PROBLEMS AND TASKS →
**1.** For the abstract on SPECT in drug-resistant epilepsy, decide whether each statement agrees with it. Answer yes or no, and quote the words that decide it. (a) The scans came from 15 patients. (b) A perfusion index was worked out for 74 brain structures. (c) The K-means method was used to find three regions of interest.
**2.** In the abstract on SPECT in drug-resistant epilepsy, which method was used together with modified v-fold cross-validation?
**3.** Go on with the abstract on SPECT in drug-resistant epilepsy, starting after its last sentence.

Segment Start: TEXT EXCERPT

Lilia M. Morales Chacón*, Lidice Galan García, Karla Batista García-Ramón, Margarita Minou Báez Martin, Jorge Bosch-Bayard, Maydelis Alfonso Alfonso, Sheyla Berrillo Batista, Tania de la Paz Bermudez, Judith González González, Abel Sánchez Coroneaux, Ángel Águila Ruiz, Marlene Perera Roque and Leysi Murada Matamoro Pages 1198 - 1209 ( 12 )
Background: Focal epilepsies have been described as a network disease. Noninvasive investigative techniques have been used to characterize epileptogenic networks.
Objective: This study aimed to describe ictal and interictal cortical and subcortical perfusion patterns using single- photon emission computed tomography (SPECT) in patients with drug-resistant epilepsy (DRE).
Methods: Thirty-five interictal-ictal SPECT scans were obtained from 15 patients with DRE. A methodology was developed to get a relative perfusion index (PI) of 74 cortical and sub-cortical brain structures. K-means algorithm, together with modified v-fold cross-validation, was used to identify the two regions of interest (ROIs) that represent hypoperfused and hyperperfused areas.

Segment End: TEXT EXCERPT
Segment Start: MATERIAL SUPPLIED

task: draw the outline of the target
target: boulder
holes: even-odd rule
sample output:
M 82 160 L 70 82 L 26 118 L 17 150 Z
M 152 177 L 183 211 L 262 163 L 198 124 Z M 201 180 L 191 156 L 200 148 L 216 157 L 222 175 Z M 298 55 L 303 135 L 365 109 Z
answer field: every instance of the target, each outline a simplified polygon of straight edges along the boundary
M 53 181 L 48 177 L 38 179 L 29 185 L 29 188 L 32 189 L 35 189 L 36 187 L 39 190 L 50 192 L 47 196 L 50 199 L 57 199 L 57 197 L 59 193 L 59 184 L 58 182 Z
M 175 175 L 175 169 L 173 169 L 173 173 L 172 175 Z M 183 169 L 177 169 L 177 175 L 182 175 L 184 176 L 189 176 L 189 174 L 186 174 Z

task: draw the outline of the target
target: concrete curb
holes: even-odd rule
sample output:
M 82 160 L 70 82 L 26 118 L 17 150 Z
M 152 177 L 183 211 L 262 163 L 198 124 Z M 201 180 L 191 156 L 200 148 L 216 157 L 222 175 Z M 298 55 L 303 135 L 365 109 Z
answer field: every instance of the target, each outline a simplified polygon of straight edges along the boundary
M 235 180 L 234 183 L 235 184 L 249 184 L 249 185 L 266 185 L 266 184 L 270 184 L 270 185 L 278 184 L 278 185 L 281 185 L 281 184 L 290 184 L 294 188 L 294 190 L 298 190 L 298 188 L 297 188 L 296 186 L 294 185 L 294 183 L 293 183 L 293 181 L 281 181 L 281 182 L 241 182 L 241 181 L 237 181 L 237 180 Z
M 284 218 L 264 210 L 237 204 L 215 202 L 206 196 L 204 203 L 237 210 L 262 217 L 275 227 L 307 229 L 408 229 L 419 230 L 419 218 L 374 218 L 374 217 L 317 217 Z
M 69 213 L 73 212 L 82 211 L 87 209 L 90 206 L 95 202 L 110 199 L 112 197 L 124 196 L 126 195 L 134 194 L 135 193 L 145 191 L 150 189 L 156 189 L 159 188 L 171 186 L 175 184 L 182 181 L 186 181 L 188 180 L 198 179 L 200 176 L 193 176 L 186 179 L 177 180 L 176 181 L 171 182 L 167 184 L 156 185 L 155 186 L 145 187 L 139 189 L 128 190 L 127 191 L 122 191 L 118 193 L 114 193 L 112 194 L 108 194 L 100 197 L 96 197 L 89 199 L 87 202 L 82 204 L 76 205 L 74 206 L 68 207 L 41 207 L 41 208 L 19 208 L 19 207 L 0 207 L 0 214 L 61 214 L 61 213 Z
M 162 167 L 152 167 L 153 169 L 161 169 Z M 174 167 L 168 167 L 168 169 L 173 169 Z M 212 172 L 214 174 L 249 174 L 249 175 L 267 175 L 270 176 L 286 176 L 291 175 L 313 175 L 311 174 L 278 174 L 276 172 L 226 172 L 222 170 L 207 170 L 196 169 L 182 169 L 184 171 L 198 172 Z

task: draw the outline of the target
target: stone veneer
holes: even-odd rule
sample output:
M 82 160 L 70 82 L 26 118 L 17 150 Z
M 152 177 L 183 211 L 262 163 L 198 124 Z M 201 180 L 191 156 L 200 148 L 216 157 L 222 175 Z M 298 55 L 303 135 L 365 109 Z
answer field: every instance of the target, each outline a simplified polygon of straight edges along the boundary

Segment End: MATERIAL SUPPLIED

ANSWERS TO EACH TASK →
**1.**
(a) Yes: "Thirty-five interictal-ictal SPECT scans were obtained from 15 patients with DRE."
(b) Yes: "a relative perfusion index (PI) of 74 cortical and sub-cortical brain structures"
(c) No: "was used to identify the two regions of interest (ROIs)"

**2.** The K-means algorithm.

**3.**
Results: In common with the individual analysis, the statistical analysis evidenced that the hyperperfusion ROIs resulting from group analysis during interictal and ictal involved mainly the cingulate gyrus, cuneus, lingual gyrus, and gyrus rectus as well as the putamen. ROIs hypoperfused included the red nucleus, the substantia nigra, and the medulla. The medians of the group analysis of the hypoperfusion and hyperperfusion ROIs were 0.601-0.565 and 1.133-1.119 for the ictal and interictal states, correspondingly. A group of mostly cortical structures involved in the hyperperfused ROIs in both interictal and ictal states showed no change or negative change in the transition from interictal to ictal state (mean change of -0.002). On the other hand, the brain stem, basal ganglia, red nucleus, and thalamus revealed a mean global change of 0.19, indicating a mild increase in the PI. However, some of these structures (red nucleus, substantia nigra, and medulla oblongata) remained hypoperfused during the interictal to ictal transition.
Conclusion: The methodology employed made it possible to identify common cortical and subcortical perfusion patterns not directly linked to epileptogenicity, for a better epileptogenic network and sudden unexpected death (SUDEP) mechanism in DRE.
Single photon emission computed tomography, ictal SPECT, interictal SPECT, drug-resistant focal epilepsy, SUDEP, hypoperfused.